● **DESCRIPTION OF THE TASK**: Copy the entries below word for word, from the line containing "trace barred tail feather" through the line containing "356], [249, 350]]", with both of those lines included. Leave out the pictures.

● **LISTED ENTRIES**:
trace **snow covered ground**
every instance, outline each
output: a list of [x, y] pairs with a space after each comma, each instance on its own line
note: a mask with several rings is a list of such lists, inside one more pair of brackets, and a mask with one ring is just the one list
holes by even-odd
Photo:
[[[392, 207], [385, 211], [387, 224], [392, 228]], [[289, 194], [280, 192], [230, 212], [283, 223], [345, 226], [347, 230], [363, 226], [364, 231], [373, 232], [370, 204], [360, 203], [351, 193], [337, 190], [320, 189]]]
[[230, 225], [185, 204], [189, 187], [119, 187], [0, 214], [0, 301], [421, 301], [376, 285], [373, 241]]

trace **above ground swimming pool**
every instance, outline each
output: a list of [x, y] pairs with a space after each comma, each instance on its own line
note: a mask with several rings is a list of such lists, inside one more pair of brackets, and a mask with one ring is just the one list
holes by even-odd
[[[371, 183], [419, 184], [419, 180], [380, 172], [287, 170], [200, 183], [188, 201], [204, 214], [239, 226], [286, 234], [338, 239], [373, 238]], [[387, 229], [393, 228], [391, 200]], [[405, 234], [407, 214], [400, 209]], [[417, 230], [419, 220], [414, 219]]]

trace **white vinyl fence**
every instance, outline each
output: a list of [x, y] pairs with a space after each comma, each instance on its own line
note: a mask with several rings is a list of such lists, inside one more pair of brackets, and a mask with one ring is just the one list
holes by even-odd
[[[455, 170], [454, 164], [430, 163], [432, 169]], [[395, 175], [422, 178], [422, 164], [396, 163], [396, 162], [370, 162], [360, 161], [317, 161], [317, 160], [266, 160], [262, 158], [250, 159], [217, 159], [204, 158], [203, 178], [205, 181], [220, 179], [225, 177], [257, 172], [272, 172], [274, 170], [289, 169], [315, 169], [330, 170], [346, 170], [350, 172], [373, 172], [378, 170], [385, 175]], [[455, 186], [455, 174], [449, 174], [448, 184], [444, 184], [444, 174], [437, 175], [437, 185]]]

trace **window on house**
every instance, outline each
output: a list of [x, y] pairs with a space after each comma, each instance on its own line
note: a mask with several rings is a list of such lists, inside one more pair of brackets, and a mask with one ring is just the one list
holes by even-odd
==
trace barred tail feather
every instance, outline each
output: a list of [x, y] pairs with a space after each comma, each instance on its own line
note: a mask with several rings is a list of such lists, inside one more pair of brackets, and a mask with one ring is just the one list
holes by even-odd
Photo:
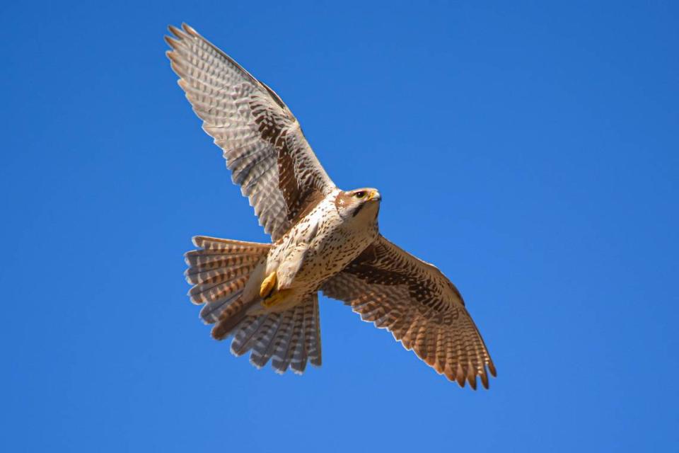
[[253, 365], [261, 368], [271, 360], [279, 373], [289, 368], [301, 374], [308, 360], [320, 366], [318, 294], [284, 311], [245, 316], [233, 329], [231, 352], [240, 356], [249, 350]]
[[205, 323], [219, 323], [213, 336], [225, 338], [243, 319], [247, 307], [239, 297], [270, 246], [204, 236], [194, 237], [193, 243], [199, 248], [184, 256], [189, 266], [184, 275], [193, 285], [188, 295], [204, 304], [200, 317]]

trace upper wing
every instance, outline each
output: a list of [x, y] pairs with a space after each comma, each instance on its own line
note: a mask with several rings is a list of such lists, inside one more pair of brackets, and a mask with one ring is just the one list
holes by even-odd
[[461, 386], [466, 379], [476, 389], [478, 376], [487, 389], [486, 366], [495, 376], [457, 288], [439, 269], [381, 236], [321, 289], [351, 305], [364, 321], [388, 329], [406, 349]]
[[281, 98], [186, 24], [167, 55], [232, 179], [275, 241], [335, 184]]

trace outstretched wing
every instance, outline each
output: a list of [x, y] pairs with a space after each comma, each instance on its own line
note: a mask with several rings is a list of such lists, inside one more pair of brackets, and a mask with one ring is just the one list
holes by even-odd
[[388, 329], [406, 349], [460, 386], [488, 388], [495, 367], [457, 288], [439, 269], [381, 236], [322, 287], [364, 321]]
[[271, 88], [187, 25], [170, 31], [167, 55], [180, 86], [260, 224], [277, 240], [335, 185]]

● **WRITTEN RESPONSE**:
trace barred tail feather
every instance, outline each
output: a list of [x, y] pairs with a space after each comma, each instance on its own line
note: a mask with several rings is a list of such lists, inside one more pair of brackets, and a mask with one ring is just the one list
holes by even-odd
Photo:
[[253, 365], [261, 368], [271, 360], [279, 373], [289, 368], [301, 374], [308, 360], [320, 366], [318, 294], [284, 311], [245, 316], [233, 329], [231, 352], [240, 356], [249, 350]]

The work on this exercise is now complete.